--- BEGIN MATERIALS PROVIDED ---

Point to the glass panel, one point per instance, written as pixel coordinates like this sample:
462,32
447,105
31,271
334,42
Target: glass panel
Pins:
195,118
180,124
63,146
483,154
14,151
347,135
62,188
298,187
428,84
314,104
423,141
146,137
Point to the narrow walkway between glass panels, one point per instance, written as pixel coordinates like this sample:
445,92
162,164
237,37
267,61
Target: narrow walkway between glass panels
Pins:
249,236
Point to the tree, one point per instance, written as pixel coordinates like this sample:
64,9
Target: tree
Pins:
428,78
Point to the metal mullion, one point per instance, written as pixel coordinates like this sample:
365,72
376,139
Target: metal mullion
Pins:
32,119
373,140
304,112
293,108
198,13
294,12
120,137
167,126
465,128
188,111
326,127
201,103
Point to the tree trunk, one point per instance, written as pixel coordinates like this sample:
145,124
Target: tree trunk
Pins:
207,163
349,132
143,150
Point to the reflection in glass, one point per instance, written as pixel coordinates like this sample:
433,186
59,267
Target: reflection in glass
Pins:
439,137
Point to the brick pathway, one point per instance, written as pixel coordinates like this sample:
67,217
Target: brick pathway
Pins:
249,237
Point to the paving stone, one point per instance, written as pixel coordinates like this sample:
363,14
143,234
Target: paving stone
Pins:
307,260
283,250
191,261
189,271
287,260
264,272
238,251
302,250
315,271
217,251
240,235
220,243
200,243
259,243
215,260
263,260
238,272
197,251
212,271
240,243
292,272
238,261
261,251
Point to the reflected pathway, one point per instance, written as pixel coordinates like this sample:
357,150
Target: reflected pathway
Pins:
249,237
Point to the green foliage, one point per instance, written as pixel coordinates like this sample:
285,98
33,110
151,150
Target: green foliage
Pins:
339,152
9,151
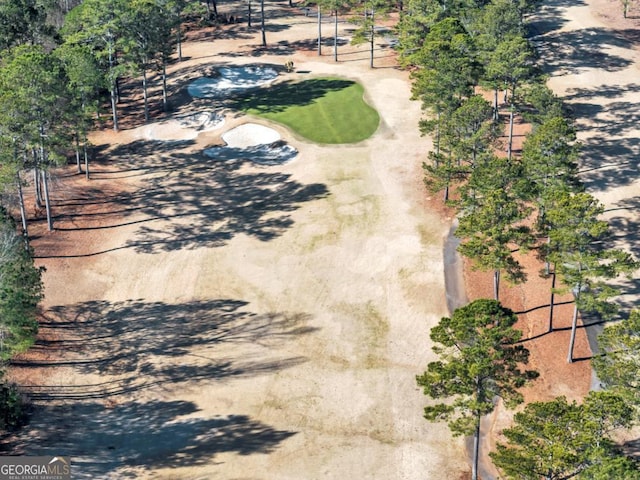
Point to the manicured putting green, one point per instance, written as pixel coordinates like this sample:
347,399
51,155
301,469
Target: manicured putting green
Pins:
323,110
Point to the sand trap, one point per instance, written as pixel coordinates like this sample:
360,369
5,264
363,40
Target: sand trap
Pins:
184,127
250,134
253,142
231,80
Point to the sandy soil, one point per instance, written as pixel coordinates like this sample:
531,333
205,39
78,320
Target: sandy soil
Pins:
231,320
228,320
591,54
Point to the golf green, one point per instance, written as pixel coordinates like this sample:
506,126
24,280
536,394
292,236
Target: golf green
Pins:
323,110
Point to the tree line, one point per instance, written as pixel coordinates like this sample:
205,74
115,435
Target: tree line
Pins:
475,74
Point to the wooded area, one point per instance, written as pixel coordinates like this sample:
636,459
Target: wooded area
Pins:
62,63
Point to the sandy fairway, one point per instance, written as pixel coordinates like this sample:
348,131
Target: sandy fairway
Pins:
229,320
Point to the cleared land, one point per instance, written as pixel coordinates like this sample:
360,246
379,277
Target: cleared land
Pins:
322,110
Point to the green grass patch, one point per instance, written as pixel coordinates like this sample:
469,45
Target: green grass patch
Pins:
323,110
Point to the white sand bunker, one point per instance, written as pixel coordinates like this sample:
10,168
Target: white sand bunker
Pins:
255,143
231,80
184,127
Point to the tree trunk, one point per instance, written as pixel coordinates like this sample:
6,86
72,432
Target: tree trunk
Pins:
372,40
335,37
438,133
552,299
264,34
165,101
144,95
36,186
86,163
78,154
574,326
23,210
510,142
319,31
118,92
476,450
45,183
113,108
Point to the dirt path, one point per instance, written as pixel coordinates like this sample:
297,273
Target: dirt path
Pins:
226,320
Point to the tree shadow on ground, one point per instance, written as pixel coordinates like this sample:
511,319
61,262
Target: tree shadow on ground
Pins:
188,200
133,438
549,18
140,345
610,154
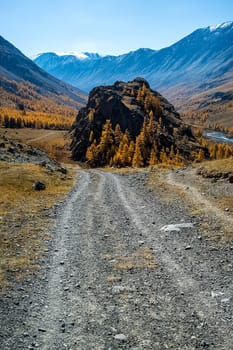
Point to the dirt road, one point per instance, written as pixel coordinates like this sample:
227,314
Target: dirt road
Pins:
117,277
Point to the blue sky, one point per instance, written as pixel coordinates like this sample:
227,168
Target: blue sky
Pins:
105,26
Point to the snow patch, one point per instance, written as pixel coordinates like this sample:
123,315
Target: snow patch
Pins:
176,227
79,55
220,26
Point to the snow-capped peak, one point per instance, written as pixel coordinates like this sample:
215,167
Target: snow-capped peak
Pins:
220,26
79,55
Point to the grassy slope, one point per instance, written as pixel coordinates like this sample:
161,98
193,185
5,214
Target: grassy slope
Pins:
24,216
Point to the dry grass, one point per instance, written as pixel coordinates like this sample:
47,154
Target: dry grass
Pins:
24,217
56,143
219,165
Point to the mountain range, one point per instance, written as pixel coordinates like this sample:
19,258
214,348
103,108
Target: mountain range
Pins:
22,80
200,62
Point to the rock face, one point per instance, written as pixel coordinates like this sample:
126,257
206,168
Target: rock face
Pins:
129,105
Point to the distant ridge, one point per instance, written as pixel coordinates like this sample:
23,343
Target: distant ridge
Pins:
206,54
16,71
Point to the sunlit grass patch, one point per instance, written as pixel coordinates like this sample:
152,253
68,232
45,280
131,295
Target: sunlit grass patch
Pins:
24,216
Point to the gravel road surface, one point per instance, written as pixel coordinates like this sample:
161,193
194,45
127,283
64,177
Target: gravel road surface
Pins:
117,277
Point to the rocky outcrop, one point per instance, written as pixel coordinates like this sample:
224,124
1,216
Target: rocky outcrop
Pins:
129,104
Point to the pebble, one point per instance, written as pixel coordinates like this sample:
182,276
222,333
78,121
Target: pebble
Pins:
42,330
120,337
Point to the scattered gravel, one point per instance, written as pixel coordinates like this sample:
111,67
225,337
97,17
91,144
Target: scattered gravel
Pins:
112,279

--- END MATERIALS PROVIDED ---
--- BEGIN MATERIALS PROVIDED ---

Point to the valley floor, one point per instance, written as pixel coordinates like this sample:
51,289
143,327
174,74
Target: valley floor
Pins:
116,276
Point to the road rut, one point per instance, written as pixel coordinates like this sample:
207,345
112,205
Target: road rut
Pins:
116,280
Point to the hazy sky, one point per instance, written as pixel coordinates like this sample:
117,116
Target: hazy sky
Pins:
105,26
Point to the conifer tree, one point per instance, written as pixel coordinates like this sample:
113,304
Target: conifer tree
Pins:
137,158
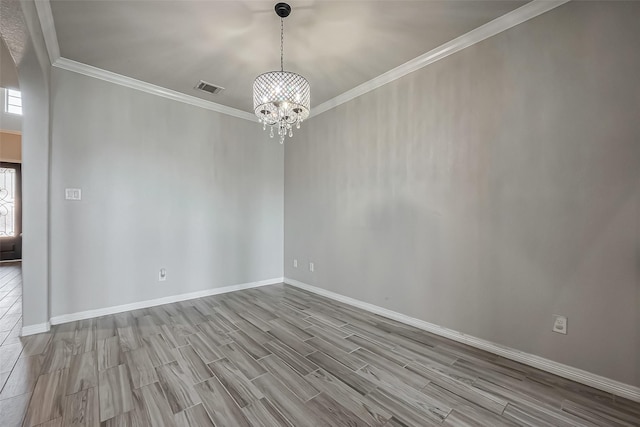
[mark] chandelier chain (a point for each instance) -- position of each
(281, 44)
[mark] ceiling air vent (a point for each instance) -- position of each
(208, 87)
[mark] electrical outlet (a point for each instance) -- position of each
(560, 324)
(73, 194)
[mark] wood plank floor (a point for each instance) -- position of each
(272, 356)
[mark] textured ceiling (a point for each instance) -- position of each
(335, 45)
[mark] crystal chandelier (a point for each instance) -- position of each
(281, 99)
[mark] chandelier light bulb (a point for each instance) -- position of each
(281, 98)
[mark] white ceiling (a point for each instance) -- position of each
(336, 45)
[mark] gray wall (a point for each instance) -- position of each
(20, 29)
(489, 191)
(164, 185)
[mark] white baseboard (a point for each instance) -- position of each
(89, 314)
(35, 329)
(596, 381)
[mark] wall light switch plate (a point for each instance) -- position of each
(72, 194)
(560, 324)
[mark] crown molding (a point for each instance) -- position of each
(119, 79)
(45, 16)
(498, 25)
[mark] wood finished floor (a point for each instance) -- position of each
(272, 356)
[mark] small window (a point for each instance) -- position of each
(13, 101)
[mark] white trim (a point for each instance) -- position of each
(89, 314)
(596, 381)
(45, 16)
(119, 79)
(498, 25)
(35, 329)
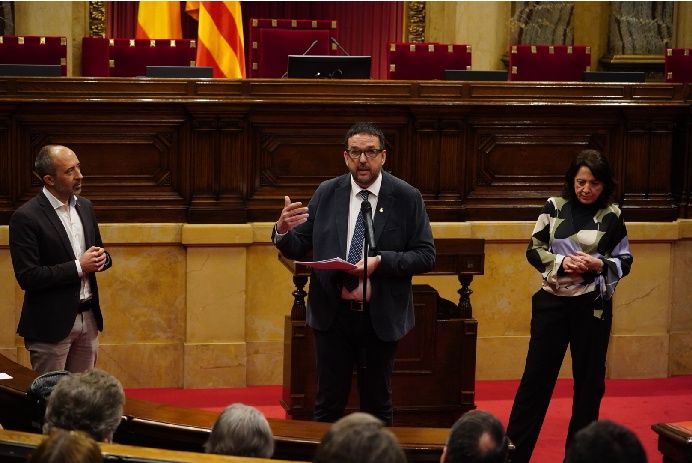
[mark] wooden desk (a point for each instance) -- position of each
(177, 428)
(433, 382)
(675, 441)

--- END MATERIALS PROVIDED ---

#### WHAT IS BEING ASKED:
Return every line of the rows above that contains the string "soil".

#### SOLUTION FOR THIS EXERCISE:
Point to the sandy soil, one point per instance, written as pixel coordinates like this sample:
Target: sandy soil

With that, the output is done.